-- begin PROVIDED PASSAGE --
Enter a deceptively beautiful world torn apart by age-old conflicts, where secrets lie hidden at every turn, and nothing is as it seems. You must search, you must explore, you must learn the truth.
Prepare to enter a world "torn asunder" by timeless, unresolved conflicts--a world of incomparable beauty, intrigue, and betrayal. Prepare to go to Riven. Journey through vast, awe-inspiring landscapes, where clouds sit nestled in a deep blue sky and the rolling sea waters shimmer from bright morning sunlight. But be forewarned: nothing is quite as it seems. Reclusive beings and mysterious creatures populate the land. Deep, dark secrets lay hidden at every turn. Your utmost powers of observation and reason are required to complete a most elusive task. You must let Riven become your world. Only then may the truth be discovered and a world be saved. Riven stands as a story for all time, a story that evokes a sense of awe, wonder, and profound purpose. Prepare to go to Riven --a world unlike any you've ever known.
The most anticipated sequel ever comes to the PC. Join Atrus in his search for Catherine in Riven: The Sequel to Myst. It features all-new locations, bigger environments, deeper character interaction, and amazingly real textures and graphics.
-- end PROVIDED PASSAGE --
-- begin PROVIDED DATA --
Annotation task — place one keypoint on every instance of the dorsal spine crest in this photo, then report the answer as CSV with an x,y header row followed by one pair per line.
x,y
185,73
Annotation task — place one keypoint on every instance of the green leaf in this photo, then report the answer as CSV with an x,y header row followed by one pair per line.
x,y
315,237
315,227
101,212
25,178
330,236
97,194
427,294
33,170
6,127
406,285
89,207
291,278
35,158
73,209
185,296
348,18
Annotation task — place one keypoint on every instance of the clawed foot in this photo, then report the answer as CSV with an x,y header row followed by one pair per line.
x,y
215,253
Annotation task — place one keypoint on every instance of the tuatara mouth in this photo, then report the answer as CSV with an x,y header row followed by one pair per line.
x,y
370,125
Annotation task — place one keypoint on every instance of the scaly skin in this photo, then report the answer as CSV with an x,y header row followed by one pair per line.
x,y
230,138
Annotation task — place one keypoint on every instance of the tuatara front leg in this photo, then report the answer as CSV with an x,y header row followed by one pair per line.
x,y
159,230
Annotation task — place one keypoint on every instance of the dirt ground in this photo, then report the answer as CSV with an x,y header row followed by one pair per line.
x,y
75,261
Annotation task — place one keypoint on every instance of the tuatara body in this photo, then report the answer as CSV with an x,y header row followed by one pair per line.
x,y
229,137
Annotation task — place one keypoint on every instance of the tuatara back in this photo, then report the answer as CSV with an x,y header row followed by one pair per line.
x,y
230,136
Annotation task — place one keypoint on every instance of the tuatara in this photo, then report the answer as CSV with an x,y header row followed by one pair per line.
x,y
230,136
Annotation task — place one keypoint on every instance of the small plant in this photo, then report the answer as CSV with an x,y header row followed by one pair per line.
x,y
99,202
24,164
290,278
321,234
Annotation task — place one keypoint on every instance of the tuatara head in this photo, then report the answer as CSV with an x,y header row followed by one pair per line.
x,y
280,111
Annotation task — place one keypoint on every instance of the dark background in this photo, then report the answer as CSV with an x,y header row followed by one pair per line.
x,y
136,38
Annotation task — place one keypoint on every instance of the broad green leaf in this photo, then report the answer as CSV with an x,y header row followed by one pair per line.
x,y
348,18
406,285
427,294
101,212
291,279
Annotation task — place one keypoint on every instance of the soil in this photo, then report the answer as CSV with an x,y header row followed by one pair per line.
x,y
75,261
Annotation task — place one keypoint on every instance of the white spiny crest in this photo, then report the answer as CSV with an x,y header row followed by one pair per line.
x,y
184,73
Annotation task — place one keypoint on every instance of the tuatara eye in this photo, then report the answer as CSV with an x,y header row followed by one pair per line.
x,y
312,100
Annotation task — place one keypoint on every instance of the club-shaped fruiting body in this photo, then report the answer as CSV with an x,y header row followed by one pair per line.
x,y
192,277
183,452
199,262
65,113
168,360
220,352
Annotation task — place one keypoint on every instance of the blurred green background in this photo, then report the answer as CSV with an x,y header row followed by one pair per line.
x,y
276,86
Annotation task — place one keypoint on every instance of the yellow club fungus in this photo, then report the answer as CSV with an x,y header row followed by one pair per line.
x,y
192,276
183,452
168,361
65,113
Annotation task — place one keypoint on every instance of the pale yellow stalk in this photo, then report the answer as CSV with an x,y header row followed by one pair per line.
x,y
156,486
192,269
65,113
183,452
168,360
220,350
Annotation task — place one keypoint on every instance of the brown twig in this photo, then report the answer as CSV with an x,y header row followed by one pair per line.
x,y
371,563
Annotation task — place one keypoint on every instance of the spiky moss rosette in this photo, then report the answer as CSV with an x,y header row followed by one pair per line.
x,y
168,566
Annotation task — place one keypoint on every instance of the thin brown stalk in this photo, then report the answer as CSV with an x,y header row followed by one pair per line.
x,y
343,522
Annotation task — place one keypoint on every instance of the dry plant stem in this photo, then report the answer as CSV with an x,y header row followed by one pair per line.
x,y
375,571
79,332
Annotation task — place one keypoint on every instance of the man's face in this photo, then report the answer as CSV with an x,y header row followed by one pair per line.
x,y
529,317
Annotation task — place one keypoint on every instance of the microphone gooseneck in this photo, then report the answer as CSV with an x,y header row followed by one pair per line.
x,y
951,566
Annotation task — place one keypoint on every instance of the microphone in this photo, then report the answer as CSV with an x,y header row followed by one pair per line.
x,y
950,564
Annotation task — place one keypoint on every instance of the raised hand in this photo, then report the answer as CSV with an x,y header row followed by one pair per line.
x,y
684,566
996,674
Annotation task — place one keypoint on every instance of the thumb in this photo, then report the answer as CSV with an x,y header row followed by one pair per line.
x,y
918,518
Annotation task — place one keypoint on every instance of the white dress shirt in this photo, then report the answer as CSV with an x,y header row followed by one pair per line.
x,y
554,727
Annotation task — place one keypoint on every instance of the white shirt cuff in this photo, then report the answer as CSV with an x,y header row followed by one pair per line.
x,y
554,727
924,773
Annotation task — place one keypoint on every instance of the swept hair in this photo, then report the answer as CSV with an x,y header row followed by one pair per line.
-- end PROVIDED DATA --
Edit the Riven description, starting with "The most anticipated" and going on through "textures and graphics.", so that "bigger" becomes "larger". These rows were taken from a different source.

The most anticipated sequel ever comes to the PC. Join Atrus in his search for Catherine in Riven: The Sequel to Myst. It features all-new locations, larger environments, deeper character interaction, and amazingly real textures and graphics.